● WHAT TO WORK ON:
Copy exactly the run of lines that begins at the line with "baseball bat, place" and ends at the final line of the entries.

--- BEGIN DATASET RECORDS ---

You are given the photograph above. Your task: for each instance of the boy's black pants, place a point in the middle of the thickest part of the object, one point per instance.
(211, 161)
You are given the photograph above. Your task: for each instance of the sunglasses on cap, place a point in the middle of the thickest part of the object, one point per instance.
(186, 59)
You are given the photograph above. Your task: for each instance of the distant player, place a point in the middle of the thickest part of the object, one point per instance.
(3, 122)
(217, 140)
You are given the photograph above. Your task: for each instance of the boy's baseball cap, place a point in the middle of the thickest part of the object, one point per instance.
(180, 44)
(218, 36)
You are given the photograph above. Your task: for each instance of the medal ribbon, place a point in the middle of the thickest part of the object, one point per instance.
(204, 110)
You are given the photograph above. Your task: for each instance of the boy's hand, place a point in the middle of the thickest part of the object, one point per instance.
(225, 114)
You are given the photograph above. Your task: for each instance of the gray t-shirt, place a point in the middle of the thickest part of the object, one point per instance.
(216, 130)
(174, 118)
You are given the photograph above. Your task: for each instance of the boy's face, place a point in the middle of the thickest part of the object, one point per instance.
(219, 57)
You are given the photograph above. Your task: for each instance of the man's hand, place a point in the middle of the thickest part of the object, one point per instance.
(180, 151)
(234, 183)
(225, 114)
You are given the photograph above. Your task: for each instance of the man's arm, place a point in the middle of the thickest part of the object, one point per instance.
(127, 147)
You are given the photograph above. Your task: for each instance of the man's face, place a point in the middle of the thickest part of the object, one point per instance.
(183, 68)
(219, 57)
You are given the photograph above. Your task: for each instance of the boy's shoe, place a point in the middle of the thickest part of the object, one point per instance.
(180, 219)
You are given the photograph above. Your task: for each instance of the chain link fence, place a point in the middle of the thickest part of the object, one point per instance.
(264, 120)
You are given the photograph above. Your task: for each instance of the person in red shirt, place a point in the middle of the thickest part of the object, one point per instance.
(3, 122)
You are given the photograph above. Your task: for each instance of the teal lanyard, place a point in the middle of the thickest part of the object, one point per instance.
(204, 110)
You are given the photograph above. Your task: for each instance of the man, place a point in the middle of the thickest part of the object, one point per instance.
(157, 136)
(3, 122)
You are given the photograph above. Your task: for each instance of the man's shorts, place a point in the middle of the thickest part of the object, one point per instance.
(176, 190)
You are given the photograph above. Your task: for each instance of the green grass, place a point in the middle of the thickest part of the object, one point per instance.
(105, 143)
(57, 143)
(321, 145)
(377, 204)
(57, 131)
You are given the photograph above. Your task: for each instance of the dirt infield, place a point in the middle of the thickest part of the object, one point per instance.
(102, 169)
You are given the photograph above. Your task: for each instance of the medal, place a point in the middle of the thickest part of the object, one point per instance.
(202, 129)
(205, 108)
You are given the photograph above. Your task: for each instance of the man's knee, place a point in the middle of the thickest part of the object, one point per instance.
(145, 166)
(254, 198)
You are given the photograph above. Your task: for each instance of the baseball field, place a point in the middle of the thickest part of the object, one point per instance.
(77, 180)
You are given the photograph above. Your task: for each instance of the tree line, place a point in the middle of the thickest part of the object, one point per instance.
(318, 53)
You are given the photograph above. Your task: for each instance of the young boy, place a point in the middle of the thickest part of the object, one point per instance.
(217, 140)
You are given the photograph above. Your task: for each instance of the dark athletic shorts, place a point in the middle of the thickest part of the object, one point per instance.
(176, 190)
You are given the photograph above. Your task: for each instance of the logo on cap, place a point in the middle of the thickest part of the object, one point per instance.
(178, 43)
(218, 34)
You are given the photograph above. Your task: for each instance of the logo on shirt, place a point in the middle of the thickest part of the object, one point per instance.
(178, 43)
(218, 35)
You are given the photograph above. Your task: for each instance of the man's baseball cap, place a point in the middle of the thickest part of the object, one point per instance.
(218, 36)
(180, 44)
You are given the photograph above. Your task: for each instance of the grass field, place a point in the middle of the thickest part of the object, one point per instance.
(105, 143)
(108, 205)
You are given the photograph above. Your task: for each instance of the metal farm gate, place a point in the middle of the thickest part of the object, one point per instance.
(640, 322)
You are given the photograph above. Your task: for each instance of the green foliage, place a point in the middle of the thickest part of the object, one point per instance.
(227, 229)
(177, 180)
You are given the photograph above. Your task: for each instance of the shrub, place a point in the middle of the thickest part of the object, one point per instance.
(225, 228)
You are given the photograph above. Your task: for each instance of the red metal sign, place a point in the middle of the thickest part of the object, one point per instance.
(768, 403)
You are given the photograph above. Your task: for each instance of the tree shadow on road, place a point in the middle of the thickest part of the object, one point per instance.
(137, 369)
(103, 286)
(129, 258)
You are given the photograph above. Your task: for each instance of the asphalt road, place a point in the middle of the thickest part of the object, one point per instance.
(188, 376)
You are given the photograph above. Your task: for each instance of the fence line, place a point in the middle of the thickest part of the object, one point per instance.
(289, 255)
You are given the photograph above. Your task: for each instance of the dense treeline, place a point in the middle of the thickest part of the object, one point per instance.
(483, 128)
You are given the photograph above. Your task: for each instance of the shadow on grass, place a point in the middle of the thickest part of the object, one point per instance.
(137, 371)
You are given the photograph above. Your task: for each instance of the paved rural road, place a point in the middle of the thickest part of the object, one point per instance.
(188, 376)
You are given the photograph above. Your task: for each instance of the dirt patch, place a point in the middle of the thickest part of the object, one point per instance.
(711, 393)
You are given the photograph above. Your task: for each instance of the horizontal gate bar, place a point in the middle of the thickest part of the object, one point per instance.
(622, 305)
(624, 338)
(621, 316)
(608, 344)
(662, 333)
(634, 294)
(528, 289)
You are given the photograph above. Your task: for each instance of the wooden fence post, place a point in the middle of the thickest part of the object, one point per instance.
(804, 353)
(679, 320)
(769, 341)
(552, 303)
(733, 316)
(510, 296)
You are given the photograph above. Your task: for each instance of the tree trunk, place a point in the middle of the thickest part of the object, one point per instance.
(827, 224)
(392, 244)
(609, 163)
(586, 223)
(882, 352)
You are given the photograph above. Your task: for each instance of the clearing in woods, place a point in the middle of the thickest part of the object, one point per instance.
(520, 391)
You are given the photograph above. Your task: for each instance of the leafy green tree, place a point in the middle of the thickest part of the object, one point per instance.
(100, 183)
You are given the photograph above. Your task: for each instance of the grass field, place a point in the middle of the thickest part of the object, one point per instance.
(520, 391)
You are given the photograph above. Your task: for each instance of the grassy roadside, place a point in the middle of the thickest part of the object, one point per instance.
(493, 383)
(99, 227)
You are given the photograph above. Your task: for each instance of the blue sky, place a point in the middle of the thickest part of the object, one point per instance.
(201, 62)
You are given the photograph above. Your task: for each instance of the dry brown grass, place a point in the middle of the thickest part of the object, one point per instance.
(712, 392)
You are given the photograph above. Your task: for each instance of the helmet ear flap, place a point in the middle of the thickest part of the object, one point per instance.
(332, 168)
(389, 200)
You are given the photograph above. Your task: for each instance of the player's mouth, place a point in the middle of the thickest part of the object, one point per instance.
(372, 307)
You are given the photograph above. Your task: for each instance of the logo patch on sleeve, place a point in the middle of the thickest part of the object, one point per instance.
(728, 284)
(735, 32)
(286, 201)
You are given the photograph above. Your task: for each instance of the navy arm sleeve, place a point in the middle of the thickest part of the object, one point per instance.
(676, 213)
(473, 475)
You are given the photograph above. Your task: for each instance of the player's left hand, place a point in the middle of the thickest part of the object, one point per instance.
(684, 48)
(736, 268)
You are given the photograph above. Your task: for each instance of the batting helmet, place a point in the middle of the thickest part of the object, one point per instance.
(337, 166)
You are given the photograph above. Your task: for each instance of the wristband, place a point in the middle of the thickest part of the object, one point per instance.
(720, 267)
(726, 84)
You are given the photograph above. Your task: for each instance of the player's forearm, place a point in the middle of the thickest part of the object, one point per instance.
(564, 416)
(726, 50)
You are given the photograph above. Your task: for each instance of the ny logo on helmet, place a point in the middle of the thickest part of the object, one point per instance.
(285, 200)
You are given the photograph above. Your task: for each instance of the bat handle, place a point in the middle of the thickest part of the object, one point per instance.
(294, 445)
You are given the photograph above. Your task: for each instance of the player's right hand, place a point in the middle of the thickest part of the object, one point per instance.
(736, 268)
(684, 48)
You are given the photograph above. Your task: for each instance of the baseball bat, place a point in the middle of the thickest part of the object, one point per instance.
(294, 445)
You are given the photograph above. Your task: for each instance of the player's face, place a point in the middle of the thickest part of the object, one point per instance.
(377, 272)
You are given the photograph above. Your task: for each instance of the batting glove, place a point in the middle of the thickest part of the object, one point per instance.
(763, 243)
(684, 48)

--- END DATASET RECORDS ---

● RESPONSE:
You are given the photograph above. Your task: for each instance of the baseball bat, place a point in the middle of the thickest part of the object, one point per instance.
(294, 445)
You are given the photograph above. Your task: for each instance of the player's face, place a point in the middle of the thickest part of the object, one point per instance.
(377, 272)
You are given the photograph above. Your task: for each instance of the batting glove, place a point in the middle of the thickest part of the object, one point per instance.
(763, 243)
(684, 48)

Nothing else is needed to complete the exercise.